- **Task statement**: Please count the lines in the listing below that contain the string "facade", with case counting, and reply with that number alone.

- **Records supplied**:
- - -
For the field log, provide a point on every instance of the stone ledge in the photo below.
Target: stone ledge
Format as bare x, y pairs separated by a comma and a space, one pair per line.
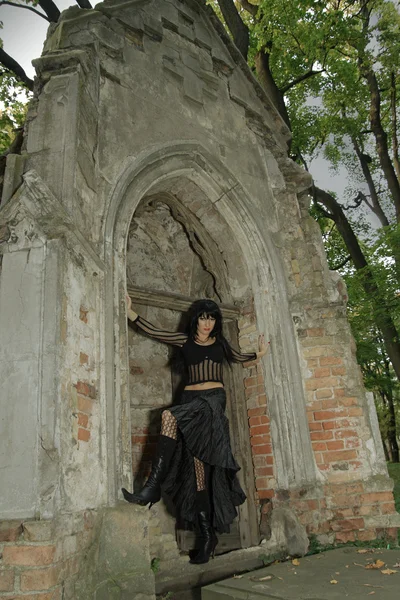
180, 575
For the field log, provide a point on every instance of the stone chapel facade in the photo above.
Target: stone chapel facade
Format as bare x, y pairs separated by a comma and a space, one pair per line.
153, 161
- - -
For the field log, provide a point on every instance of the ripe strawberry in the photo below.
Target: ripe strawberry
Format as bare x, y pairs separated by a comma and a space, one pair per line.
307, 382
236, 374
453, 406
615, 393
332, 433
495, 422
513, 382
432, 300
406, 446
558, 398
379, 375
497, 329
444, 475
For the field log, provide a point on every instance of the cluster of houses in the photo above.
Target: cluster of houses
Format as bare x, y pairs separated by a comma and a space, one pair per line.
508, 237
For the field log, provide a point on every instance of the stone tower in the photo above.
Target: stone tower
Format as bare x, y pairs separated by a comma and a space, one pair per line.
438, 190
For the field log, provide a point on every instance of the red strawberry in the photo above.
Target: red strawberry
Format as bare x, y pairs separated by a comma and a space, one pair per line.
- - -
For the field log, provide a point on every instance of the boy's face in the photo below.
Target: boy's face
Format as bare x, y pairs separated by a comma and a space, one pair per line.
- - -
- **Worked answer**: 2